Please give back, exactly as written, only the line containing "Target: bear head" and every line after it until the data below ends.

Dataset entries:
* * * *

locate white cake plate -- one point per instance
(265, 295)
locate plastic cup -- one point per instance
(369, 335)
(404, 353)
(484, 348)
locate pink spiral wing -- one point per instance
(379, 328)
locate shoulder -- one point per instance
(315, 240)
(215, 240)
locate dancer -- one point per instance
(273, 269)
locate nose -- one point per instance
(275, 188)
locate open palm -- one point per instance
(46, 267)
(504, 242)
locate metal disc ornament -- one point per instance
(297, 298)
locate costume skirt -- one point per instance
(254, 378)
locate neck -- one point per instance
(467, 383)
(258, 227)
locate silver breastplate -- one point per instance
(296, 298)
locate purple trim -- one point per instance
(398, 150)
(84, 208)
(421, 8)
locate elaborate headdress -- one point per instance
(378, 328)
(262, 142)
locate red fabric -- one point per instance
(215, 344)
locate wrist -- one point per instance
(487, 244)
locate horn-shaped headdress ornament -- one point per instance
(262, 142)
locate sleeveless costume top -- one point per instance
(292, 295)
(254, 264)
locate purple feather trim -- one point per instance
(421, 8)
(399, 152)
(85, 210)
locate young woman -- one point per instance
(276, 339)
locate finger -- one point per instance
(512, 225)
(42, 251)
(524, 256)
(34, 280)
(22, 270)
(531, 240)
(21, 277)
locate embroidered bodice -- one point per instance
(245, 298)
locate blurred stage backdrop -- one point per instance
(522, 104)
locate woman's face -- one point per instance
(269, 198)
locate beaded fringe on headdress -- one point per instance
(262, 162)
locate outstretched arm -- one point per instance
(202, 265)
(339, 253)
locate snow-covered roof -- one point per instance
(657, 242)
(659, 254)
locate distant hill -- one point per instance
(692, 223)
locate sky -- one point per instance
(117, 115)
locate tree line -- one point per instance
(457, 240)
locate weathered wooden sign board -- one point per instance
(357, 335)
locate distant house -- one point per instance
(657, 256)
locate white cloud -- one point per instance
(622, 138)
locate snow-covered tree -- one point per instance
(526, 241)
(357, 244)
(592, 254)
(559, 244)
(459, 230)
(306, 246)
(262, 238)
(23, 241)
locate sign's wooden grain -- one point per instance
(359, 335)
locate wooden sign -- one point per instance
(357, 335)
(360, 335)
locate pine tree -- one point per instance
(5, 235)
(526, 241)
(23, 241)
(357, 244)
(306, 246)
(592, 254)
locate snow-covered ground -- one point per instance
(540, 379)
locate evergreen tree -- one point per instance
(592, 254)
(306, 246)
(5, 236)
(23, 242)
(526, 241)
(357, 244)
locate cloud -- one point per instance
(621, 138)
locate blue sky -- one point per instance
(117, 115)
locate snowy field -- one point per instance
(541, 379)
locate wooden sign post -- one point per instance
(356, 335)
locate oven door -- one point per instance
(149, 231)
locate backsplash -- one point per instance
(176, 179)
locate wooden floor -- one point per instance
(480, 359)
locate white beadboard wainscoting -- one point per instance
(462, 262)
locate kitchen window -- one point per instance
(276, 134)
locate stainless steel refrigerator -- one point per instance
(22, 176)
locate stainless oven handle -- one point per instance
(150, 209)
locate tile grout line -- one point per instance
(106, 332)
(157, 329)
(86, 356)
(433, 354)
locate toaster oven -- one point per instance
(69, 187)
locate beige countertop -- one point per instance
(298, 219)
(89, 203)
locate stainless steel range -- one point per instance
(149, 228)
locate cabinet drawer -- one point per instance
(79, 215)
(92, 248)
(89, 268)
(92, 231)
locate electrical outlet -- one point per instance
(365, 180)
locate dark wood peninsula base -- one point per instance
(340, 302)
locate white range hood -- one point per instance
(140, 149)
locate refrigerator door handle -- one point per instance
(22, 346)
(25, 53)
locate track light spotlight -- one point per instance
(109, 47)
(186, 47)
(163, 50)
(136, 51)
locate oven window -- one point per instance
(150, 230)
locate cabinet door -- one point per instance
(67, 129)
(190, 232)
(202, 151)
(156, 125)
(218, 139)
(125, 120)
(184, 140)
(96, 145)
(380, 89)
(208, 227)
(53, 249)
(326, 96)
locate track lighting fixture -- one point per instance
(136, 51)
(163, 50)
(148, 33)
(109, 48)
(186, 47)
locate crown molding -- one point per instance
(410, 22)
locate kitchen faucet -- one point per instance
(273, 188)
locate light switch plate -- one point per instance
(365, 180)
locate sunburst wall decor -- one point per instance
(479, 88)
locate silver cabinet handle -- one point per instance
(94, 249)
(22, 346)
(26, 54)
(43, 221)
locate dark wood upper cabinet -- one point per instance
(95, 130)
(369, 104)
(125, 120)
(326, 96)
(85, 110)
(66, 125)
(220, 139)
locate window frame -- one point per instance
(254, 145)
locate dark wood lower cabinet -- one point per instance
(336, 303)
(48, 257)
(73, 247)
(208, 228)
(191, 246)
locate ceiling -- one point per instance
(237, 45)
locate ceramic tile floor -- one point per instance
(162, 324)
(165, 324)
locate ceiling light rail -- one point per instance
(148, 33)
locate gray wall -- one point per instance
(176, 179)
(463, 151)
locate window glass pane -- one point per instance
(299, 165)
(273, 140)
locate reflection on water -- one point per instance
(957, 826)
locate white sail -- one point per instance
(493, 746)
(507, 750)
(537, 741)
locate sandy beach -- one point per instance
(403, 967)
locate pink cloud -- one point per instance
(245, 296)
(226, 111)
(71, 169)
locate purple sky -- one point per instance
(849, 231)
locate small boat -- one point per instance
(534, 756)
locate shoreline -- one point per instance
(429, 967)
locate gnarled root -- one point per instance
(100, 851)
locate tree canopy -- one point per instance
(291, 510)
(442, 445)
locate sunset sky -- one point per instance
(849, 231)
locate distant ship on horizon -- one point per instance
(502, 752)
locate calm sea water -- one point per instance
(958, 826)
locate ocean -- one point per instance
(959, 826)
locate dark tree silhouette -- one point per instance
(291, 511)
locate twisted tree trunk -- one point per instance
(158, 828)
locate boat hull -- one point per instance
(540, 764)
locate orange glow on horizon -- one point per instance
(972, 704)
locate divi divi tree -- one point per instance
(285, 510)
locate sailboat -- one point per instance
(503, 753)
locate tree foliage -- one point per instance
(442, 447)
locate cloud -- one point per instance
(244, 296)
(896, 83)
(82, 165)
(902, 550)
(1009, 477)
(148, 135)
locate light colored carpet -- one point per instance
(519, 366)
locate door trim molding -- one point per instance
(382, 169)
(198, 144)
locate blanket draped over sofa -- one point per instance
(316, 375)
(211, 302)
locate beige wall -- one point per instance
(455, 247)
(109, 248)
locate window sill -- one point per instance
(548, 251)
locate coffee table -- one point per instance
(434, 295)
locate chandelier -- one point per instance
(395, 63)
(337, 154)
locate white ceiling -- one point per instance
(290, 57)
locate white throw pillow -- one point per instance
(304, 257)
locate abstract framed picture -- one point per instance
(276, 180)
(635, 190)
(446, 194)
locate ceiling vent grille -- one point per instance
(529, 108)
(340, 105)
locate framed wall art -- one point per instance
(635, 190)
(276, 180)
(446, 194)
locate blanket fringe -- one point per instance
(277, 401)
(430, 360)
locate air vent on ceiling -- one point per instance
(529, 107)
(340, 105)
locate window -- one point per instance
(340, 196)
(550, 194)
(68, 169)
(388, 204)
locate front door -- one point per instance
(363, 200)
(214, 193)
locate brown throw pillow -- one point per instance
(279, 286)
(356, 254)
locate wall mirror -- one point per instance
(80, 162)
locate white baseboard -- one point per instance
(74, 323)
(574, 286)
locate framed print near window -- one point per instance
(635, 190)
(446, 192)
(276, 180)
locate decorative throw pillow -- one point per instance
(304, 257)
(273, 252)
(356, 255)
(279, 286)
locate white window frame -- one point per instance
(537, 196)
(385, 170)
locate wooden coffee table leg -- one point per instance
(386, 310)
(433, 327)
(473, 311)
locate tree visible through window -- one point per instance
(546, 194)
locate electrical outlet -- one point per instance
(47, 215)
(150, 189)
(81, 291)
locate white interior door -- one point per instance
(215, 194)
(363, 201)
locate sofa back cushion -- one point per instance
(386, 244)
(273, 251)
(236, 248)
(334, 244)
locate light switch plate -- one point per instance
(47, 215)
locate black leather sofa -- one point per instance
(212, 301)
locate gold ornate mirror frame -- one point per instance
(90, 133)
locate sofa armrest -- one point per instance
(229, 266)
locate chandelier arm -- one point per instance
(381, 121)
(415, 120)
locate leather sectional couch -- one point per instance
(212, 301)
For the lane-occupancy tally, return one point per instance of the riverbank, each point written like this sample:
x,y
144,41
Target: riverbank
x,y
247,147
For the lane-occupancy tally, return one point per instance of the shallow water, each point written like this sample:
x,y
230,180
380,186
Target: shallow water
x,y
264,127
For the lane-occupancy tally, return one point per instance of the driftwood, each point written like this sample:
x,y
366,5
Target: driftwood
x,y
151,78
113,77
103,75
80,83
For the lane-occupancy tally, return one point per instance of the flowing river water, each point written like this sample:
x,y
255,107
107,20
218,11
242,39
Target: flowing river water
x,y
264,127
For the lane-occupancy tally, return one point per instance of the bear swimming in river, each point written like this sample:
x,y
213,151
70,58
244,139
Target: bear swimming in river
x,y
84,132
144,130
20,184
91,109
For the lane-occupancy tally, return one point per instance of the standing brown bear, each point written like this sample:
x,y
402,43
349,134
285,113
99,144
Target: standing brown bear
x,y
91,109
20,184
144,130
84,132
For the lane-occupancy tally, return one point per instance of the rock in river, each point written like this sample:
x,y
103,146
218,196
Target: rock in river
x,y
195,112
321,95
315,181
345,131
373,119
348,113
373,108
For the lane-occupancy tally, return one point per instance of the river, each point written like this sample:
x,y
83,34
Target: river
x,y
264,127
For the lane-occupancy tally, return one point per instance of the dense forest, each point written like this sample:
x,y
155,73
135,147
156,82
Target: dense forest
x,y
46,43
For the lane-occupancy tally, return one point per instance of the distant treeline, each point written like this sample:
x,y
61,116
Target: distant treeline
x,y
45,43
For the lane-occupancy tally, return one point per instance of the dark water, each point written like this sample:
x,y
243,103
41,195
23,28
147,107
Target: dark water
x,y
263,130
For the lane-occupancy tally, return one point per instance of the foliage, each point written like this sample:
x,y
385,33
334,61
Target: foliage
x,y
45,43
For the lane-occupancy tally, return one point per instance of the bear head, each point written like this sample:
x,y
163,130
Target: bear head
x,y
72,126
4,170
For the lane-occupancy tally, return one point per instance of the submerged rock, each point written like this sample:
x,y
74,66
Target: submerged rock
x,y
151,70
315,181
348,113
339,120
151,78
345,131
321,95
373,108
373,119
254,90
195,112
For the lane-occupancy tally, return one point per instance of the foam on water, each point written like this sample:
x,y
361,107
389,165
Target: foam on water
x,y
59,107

* * * *

• [Response to the task]
Target: bear head
x,y
72,126
4,170
For the lane-occupancy tally, return one point per instance of the submerged rock, each point written like this sample:
x,y
74,66
Target: submerged rock
x,y
151,70
315,181
348,113
339,120
151,78
345,131
321,95
373,108
373,119
254,90
195,112
For the lane-occupancy tally, return one point per instance of the foam on water, each point written like this sample:
x,y
361,107
389,165
Target: foam on water
x,y
59,107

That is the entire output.